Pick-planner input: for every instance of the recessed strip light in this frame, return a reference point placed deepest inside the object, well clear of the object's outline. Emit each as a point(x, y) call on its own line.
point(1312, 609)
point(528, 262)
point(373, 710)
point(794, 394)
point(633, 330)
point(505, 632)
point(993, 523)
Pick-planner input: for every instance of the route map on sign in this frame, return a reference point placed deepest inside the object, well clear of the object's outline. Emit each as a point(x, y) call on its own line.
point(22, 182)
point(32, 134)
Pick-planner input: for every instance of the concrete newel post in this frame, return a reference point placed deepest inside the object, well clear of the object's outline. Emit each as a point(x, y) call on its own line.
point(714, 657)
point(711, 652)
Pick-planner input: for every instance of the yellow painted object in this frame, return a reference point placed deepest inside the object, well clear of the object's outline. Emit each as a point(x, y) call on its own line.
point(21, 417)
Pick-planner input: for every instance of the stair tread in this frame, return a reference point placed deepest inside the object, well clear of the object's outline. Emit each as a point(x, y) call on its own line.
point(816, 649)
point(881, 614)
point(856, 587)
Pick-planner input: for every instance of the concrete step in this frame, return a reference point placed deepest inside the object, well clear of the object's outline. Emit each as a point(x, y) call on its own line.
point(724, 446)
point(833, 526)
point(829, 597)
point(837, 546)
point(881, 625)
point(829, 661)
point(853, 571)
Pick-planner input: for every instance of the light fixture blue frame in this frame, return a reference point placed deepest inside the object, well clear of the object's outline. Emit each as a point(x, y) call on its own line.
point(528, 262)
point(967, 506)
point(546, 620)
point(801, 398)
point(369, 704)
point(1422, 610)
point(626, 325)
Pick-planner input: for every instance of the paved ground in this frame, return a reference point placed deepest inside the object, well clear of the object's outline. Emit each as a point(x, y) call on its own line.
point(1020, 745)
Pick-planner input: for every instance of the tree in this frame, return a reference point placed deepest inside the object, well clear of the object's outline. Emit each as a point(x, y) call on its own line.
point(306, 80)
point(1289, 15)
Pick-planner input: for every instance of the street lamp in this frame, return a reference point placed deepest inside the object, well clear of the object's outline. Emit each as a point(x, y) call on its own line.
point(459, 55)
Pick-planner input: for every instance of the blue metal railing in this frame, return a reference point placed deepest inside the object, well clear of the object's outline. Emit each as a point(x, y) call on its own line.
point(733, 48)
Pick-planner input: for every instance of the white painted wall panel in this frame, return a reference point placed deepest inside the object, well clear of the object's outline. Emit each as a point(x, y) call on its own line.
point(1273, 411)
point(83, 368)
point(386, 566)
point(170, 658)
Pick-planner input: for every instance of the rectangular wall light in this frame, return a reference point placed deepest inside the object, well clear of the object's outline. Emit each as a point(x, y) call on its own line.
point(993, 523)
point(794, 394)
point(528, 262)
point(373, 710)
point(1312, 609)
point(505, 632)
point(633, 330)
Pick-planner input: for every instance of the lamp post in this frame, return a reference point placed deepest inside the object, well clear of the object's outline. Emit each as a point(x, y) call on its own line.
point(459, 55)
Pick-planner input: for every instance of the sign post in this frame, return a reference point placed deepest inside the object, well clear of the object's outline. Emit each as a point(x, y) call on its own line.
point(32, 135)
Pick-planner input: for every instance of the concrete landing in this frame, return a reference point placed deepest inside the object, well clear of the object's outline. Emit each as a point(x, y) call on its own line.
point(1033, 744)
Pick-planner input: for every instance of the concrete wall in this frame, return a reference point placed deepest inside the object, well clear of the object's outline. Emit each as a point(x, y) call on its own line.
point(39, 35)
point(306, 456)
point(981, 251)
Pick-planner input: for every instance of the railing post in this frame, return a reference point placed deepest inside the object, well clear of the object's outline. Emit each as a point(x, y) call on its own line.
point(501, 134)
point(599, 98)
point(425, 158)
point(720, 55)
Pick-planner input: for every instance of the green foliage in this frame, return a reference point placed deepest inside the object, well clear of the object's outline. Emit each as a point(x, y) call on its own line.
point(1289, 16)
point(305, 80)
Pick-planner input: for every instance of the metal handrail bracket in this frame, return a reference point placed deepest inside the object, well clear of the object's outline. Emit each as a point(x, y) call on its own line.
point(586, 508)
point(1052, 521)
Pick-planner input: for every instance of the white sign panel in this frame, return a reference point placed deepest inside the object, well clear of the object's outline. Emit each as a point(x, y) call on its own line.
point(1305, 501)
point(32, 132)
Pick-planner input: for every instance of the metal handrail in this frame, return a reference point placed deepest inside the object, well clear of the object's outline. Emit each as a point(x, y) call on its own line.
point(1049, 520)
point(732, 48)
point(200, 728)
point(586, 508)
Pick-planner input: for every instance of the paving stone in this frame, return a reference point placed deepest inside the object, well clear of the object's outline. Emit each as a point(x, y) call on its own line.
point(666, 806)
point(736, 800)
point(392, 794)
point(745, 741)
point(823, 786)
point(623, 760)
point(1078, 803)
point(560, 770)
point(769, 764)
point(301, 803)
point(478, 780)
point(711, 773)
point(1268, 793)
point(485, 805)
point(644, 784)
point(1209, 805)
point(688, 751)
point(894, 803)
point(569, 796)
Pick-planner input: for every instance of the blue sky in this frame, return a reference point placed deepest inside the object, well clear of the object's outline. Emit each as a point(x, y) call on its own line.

* **Task instructions**
Extract exactly the lines between the line containing "Pick-planner input: for every instance of the concrete wall" and the end of the data, including both.

* **Full output**
Pick-planner input: for every instance of the concrete wall in this frame, return a reference point placed deepest inside the object, well clear of the object's outline. Emit each as a point(x, y) call on its own line.
point(39, 35)
point(306, 456)
point(981, 251)
Pick-planner input: for every instance of the railing post in this frame, return a reference point placed deepest inside the object, well clear of the object's outline. Emit each as a point(x, y) call on its own line.
point(501, 134)
point(599, 98)
point(425, 158)
point(720, 55)
Pick-planner input: for every instance of the green foliage in this frame, return a reference point placed deepest inside the object, well clear of the object's outline. Emit each as a point(x, y) call on its own line.
point(1289, 16)
point(305, 80)
Pick-planner input: for every instance of the metal handrail bracket in this frame, return a reference point placed deepest inside the object, well clear of the object's outline. Emit each as a point(x, y) call on its own line.
point(586, 508)
point(1052, 521)
Pick-planner input: for every instance of the white sign panel in this frame, return a reference point placed deepest inside the object, well clear of the object's outline. Emit each as a point(x, y) call on its own line.
point(1305, 501)
point(32, 132)
Pick-planner input: for every instance of the metal handrail in this frame, return a reference point placed deepest inside the object, well clear of the object's outline. Emit each as a point(x, y) call on its own line.
point(1049, 520)
point(732, 48)
point(200, 728)
point(586, 508)
Pick-planner input: for every instance of the paving stone in this frame, return a reference point placed deepest inside the object, well clear of the object's outline. Emit each as a point(x, y) call on its own line.
point(666, 806)
point(736, 800)
point(392, 794)
point(745, 741)
point(823, 786)
point(623, 760)
point(1078, 803)
point(560, 770)
point(769, 764)
point(301, 803)
point(478, 780)
point(711, 773)
point(1268, 793)
point(485, 805)
point(644, 784)
point(1209, 805)
point(688, 751)
point(894, 803)
point(569, 796)
Pick-planner input: for every instance of the blue sky in this frame, return a reference point placed deepest inside the object, well clear of the object's outline. Emit each as a point(x, y) call on its own line.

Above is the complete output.